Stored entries
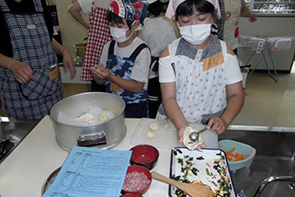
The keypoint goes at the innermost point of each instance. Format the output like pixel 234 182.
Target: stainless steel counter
pixel 12 132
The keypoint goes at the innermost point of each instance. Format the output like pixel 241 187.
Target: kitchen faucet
pixel 270 179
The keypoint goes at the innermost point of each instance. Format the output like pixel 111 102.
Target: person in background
pixel 157 32
pixel 76 8
pixel 125 61
pixel 232 12
pixel 198 71
pixel 29 76
pixel 98 35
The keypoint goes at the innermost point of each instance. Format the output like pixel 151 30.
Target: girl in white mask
pixel 198 71
pixel 125 60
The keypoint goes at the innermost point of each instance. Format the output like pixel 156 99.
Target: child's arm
pixel 169 101
pixel 101 74
pixel 235 103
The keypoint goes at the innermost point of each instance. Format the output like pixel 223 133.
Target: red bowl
pixel 144 155
pixel 138 180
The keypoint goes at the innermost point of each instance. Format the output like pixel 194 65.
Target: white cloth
pixel 140 70
pixel 232 9
pixel 86 5
pixel 199 91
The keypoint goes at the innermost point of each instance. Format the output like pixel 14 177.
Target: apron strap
pixel 137 51
pixel 111 47
pixel 38 5
pixel 3 6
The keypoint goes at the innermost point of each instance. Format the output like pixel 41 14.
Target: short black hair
pixel 156 8
pixel 186 8
pixel 112 17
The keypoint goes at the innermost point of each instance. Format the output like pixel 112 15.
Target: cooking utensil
pixel 195 135
pixel 193 190
pixel 103 135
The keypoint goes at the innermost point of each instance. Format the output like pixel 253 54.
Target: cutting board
pixel 167 135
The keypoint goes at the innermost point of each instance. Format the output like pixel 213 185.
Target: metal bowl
pixel 103 135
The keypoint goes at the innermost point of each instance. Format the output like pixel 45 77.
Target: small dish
pixel 241 148
pixel 144 155
pixel 137 180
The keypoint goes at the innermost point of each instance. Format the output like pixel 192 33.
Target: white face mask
pixel 119 34
pixel 196 34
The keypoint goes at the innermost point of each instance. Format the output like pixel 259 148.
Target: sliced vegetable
pixel 234 156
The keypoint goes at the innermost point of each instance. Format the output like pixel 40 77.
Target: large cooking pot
pixel 103 135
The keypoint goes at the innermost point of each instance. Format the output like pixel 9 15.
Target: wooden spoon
pixel 193 190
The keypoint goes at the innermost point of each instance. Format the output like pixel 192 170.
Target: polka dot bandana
pixel 127 9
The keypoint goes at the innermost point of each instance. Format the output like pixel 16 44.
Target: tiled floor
pixel 267 103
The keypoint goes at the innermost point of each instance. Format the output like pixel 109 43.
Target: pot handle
pixel 92 139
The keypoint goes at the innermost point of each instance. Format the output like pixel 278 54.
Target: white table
pixel 24 171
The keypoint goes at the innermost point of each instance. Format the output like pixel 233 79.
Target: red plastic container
pixel 144 155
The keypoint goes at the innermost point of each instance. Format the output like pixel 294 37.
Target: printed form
pixel 91 172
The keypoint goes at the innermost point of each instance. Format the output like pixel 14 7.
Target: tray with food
pixel 208 167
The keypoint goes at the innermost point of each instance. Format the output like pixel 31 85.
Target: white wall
pixel 269 27
pixel 71 31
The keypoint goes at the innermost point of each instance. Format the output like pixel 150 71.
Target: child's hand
pixel 217 124
pixel 100 71
pixel 180 136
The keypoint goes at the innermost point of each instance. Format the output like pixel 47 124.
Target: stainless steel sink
pixel 12 132
pixel 272 172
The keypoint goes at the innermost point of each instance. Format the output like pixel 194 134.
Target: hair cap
pixel 173 4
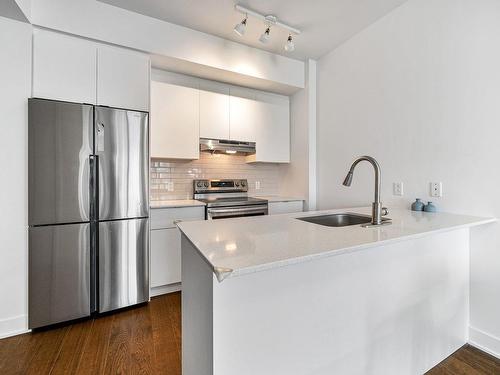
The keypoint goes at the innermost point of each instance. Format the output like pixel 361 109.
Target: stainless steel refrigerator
pixel 88 210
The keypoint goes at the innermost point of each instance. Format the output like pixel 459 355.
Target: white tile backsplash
pixel 182 173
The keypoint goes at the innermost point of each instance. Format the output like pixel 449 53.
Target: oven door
pixel 214 213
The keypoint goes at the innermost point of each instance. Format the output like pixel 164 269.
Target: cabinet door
pixel 175 126
pixel 64 67
pixel 214 110
pixel 273 128
pixel 123 78
pixel 165 257
pixel 243 114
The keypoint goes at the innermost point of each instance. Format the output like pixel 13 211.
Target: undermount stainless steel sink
pixel 341 220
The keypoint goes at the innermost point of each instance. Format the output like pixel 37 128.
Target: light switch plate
pixel 436 189
pixel 397 188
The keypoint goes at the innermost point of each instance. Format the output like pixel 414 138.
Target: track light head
pixel 264 38
pixel 289 45
pixel 241 27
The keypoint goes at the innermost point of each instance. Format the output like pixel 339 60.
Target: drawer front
pixel 162 218
pixel 165 257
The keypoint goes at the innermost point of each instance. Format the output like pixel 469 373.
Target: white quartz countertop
pixel 278 198
pixel 244 245
pixel 175 203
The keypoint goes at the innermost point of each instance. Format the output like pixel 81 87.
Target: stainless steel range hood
pixel 224 146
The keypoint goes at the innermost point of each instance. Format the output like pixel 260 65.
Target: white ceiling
pixel 325 24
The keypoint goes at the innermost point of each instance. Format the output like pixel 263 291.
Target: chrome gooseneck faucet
pixel 377 210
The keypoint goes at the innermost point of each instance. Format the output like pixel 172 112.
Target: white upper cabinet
pixel 64 67
pixel 272 127
pixel 243 114
pixel 78 70
pixel 175 116
pixel 122 78
pixel 214 110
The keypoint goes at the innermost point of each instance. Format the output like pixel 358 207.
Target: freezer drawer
pixel 60 142
pixel 59 273
pixel 123 263
pixel 122 147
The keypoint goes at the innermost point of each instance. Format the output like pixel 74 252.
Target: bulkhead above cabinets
pixel 185 109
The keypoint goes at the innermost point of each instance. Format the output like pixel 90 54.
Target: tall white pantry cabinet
pixel 77 70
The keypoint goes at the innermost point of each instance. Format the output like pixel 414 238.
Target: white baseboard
pixel 165 289
pixel 13 326
pixel 484 341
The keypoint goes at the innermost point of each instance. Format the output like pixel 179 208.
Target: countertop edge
pixel 178 203
pixel 223 273
pixel 348 250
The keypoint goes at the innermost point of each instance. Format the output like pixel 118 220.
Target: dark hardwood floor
pixel 144 340
pixel 147 340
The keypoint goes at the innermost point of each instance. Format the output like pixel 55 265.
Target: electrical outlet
pixel 436 189
pixel 397 188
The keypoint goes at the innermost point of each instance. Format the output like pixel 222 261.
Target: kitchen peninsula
pixel 278 295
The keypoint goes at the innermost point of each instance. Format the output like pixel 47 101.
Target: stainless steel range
pixel 228 198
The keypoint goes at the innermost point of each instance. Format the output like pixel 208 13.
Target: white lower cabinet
pixel 288 207
pixel 165 257
pixel 166 246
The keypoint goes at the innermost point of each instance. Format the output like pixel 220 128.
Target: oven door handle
pixel 246 209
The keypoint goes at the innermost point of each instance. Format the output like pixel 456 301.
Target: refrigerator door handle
pixel 94 186
pixel 100 137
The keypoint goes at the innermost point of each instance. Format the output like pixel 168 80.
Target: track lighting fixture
pixel 289 45
pixel 241 27
pixel 264 38
pixel 269 21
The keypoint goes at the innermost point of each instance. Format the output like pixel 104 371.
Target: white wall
pixel 300 175
pixel 25 6
pixel 15 78
pixel 93 19
pixel 420 91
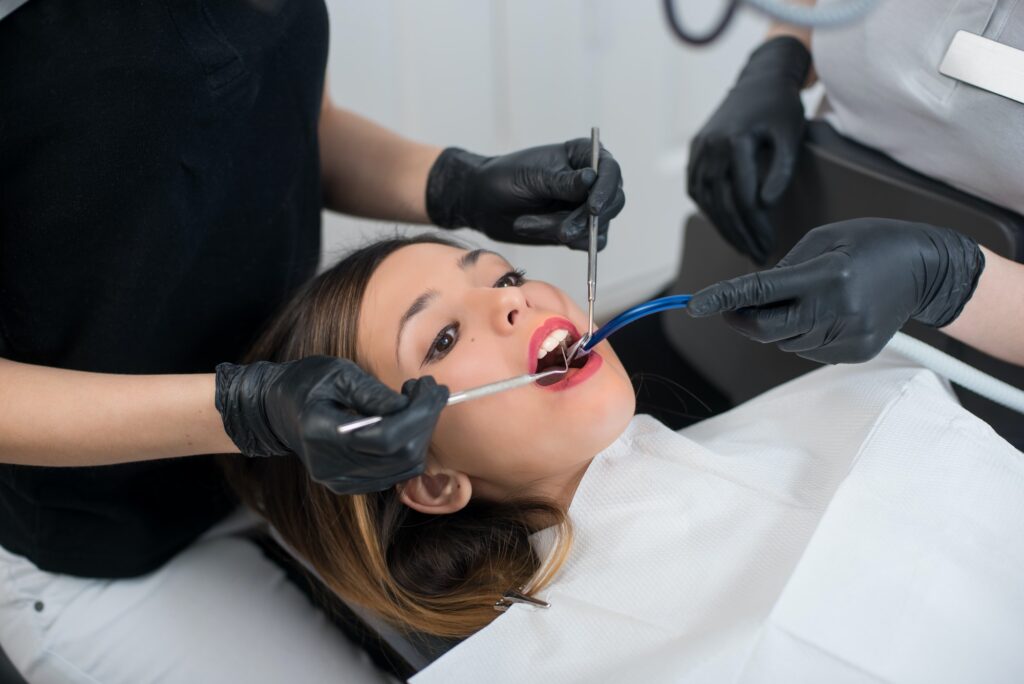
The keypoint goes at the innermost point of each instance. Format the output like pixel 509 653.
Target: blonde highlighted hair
pixel 436 574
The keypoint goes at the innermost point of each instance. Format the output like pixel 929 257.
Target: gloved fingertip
pixel 702 305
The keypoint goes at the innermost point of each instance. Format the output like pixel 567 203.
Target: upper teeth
pixel 551 342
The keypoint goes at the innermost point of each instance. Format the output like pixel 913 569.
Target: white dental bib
pixel 853 525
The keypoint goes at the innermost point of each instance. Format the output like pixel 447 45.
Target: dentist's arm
pixel 993 318
pixel 52 417
pixel 542 195
pixel 742 160
pixel 845 289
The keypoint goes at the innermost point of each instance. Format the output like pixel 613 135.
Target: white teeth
pixel 551 342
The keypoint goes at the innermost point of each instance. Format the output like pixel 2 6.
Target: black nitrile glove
pixel 541 195
pixel 845 289
pixel 295 408
pixel 762 118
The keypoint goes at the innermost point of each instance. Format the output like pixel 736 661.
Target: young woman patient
pixel 853 520
pixel 436 552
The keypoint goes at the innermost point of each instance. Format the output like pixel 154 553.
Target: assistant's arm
pixel 51 417
pixel 371 171
pixel 993 318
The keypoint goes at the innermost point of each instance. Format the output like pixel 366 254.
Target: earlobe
pixel 436 493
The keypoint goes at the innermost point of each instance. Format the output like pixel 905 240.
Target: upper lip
pixel 548 327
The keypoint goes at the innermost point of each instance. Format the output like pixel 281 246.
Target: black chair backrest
pixel 838 179
pixel 8 675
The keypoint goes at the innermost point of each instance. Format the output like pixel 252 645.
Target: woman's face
pixel 468 318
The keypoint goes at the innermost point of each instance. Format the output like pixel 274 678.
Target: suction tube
pixel 957 372
pixel 942 364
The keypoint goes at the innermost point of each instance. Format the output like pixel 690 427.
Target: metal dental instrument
pixel 470 394
pixel 595 153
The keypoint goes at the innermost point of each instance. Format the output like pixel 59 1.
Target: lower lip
pixel 577 376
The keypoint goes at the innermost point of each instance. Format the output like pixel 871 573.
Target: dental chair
pixel 837 179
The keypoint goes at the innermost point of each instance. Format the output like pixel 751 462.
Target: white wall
pixel 498 75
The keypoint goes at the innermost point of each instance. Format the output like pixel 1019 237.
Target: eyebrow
pixel 466 261
pixel 469 259
pixel 420 303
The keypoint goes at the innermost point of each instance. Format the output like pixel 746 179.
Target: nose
pixel 504 307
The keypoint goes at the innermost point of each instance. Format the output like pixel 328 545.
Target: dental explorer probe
pixel 595 153
pixel 467 395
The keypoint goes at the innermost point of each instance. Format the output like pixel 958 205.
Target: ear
pixel 436 492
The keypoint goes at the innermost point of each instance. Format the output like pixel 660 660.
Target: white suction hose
pixel 957 372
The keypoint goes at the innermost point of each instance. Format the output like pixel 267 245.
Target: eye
pixel 513 279
pixel 442 344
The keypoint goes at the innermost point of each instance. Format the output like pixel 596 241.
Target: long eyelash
pixel 519 274
pixel 436 355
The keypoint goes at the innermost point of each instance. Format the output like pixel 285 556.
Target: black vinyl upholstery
pixel 838 179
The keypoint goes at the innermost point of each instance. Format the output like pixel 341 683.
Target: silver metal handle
pixel 595 153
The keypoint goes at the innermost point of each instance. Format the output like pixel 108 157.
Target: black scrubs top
pixel 159 199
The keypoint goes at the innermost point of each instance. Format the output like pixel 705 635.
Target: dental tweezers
pixel 581 345
pixel 467 395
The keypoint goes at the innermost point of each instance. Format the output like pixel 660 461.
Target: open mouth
pixel 549 347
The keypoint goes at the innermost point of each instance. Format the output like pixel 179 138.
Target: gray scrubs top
pixel 884 89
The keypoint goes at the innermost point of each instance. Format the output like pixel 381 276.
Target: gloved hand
pixel 761 118
pixel 295 408
pixel 541 195
pixel 845 289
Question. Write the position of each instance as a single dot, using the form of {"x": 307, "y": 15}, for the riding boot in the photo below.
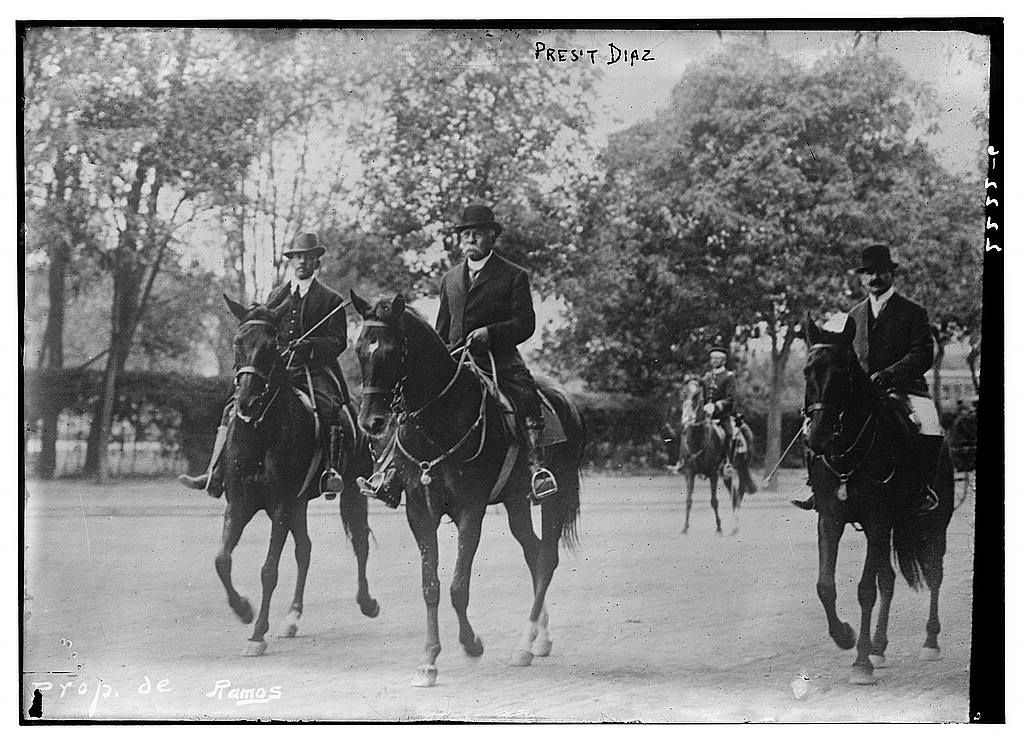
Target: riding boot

ABOUT THIS TASK:
Check each line above for the string "boot" and copy those that have it.

OUTPUT FOR THIS EXERCISE:
Question. Write the position of each instance as a single dot, using the form of {"x": 307, "y": 15}, for the riding boot in the photo below.
Target: riding boot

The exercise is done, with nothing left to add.